[[ Listed entries, beginning ]]

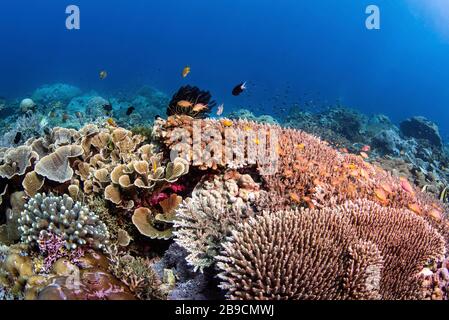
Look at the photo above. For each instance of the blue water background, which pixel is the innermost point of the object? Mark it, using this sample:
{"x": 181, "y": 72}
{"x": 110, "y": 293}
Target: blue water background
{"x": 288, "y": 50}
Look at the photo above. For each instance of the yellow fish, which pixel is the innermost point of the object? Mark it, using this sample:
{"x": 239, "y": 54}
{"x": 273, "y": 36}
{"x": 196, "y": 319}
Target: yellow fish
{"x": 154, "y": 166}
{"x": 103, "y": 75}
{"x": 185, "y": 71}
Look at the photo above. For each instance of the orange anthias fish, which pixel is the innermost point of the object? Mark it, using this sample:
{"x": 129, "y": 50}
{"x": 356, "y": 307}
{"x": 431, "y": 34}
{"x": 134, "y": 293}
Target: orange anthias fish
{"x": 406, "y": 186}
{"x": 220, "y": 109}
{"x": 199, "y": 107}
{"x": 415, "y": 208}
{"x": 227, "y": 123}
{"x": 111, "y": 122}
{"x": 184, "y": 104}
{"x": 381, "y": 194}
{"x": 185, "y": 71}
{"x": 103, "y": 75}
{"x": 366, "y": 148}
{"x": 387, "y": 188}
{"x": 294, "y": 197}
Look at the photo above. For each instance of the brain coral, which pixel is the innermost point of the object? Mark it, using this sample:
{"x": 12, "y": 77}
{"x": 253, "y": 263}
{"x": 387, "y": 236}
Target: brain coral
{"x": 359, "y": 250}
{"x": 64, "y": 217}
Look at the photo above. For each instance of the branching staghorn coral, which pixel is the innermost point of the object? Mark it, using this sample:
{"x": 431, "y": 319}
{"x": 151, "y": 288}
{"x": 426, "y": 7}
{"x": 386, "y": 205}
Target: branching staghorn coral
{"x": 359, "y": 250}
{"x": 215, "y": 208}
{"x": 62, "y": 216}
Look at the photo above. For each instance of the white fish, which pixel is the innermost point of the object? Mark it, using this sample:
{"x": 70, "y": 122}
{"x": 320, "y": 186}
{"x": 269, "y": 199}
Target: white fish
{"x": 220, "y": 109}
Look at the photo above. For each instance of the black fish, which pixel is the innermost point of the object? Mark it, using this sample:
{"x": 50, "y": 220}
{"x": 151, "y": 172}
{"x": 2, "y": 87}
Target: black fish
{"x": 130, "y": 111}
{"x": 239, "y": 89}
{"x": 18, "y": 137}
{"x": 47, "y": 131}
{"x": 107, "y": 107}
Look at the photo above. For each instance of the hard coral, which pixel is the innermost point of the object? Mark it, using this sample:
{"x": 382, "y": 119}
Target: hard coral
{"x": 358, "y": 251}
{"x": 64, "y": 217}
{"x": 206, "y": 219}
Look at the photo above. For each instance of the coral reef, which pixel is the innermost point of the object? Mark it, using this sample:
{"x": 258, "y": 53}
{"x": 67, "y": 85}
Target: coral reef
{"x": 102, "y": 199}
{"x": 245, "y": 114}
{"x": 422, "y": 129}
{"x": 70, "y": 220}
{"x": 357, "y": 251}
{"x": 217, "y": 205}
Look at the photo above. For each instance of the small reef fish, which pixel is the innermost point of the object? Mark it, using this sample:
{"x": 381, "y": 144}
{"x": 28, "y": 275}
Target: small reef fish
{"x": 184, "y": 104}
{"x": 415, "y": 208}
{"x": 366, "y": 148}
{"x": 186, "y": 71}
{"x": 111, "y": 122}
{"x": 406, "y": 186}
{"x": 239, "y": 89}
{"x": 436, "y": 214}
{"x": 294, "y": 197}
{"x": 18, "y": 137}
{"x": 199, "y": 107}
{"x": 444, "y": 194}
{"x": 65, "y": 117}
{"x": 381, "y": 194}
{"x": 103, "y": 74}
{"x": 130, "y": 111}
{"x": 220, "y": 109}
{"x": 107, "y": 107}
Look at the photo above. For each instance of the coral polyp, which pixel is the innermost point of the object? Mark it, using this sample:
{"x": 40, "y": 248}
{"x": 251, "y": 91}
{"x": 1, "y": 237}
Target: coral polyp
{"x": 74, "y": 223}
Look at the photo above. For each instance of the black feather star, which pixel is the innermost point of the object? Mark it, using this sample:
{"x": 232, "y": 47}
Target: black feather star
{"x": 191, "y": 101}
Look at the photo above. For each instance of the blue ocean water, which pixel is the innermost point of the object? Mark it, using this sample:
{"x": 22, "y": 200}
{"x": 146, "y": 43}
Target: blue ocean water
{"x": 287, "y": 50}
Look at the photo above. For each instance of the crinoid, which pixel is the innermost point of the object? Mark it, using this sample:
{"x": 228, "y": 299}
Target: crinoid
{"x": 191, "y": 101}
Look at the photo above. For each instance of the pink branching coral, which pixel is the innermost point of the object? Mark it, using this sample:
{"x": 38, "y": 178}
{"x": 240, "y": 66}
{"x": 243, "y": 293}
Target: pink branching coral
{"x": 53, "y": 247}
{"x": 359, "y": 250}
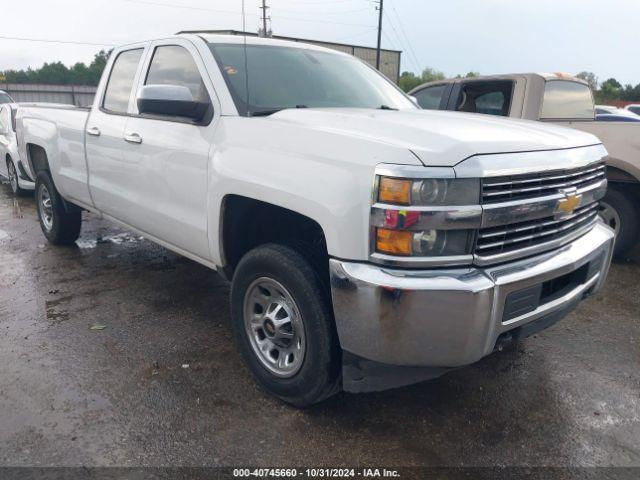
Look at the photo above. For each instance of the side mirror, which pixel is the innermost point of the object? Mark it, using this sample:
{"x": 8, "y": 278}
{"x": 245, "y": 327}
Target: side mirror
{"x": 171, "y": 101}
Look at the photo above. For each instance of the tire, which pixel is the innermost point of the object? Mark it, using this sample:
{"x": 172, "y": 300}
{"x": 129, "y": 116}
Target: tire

[[ Listed entries, end ]]

§ **Your assignment**: Give the count, and only the count, of lines in these records that hold the string "tire".

§ **Task response**: 2